[Opening Text block section]
Karen C. Wells Lecture: Children and Firearms: Understanding Risk and Promoting Safety
Karen C. Wells Lecture
Stephen J. Cozza, MD, is a Professor of Psychiatry and Pediatrics at Uniformed Services University, where he serves as Associate Director of the Center for the Study of Traumatic Stress (CSTS) and Director of the CSTS Child and Family Program. He is a United States Military Academy graduate of West Point, New York. He received his medical degree from George Washington University School of Medicine and Health Sciences. He completed his residency in General Psychiatry and fellowship in Child and Adolescent Psychiatry at Walter Reed Army Medical Center in Washington, DC. Dr. Cozza is a diplomate of the American Board of Psychiatry and Neurology in the specialties of General Psychiatry and Child and Adolescent Psychiatry. He is an American Psychiatric Association Distinguished Life Fellow and a Distinguished Fellow in the American Academy of Child and Adolescent Psychiatry. Dr. Cozza served in a variety of leadership positions in the Department of Psychiatry at Walter Reed Army Medical Center, including Chief of Child and Adolescent Psychiatry Service, Program Director of the Child and Adolescent Psychiatry Fellowship Program, and Chief of the Department of Psychiatry.
[Closing Text block section]
[Opening Data for analysis section]
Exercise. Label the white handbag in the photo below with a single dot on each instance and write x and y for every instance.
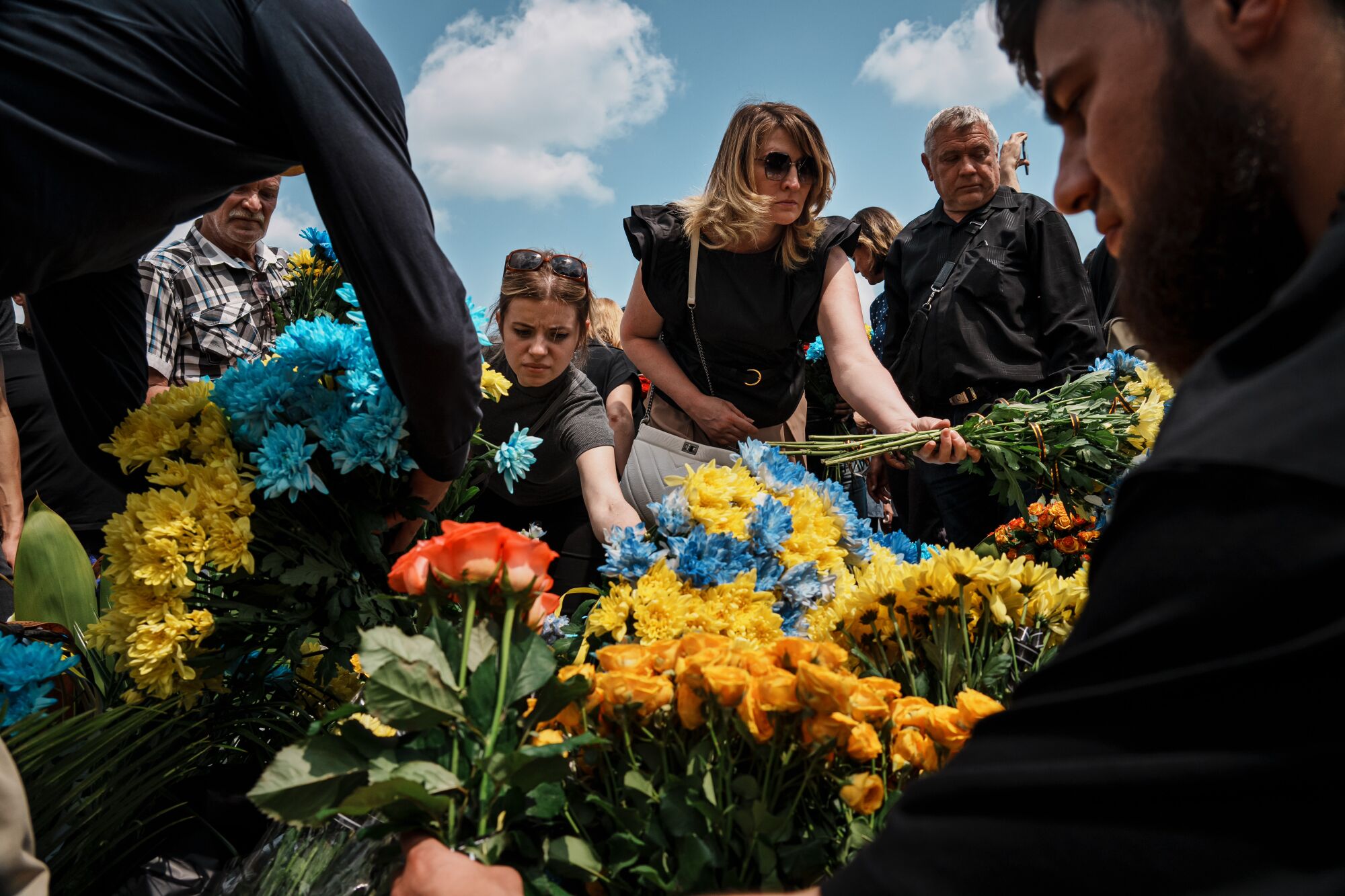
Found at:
(656, 454)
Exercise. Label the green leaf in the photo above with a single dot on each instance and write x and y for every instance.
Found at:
(411, 696)
(532, 662)
(548, 801)
(571, 854)
(53, 580)
(383, 645)
(432, 776)
(641, 784)
(307, 778)
(381, 795)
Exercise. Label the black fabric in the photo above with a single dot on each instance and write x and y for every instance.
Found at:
(1159, 751)
(609, 368)
(568, 532)
(52, 470)
(753, 315)
(1017, 314)
(91, 334)
(123, 118)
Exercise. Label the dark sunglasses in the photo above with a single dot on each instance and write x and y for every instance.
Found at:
(778, 167)
(562, 266)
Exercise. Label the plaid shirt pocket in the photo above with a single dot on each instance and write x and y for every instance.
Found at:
(227, 331)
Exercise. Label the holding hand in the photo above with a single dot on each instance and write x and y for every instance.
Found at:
(434, 869)
(722, 421)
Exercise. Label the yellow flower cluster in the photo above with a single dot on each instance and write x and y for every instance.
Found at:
(883, 596)
(793, 682)
(722, 498)
(662, 606)
(494, 384)
(306, 264)
(198, 516)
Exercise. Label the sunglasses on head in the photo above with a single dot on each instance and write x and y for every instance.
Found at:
(778, 167)
(533, 260)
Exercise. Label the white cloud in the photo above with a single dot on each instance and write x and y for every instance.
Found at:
(922, 64)
(510, 108)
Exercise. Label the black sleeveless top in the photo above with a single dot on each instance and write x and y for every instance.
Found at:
(754, 317)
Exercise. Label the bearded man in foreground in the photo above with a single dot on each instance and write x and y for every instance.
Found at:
(1179, 736)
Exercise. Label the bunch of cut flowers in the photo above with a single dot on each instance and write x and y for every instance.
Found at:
(1070, 442)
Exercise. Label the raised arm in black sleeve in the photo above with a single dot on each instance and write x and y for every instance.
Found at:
(348, 124)
(1071, 338)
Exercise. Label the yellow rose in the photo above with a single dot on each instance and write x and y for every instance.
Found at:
(864, 744)
(623, 688)
(825, 690)
(634, 658)
(777, 692)
(973, 706)
(727, 682)
(864, 794)
(913, 745)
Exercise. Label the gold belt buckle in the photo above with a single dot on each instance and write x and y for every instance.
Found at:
(964, 397)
[Closing Data for analysis section]
■ **What is expected**
Answer these questions from the lecture page about Stephen J. Cozza, MD.
1. Which program does he direct at the Center for the Study of Traumatic Stress?
2. From which school did he receive his medical degree?
3. Where did he complete his residency and fellowship?

■ **Result of the task**
1. The CSTS Child and Family Program.
2. George Washington University School of Medicine and Health Sciences.
3. Walter Reed Army Medical Center in Washington, DC.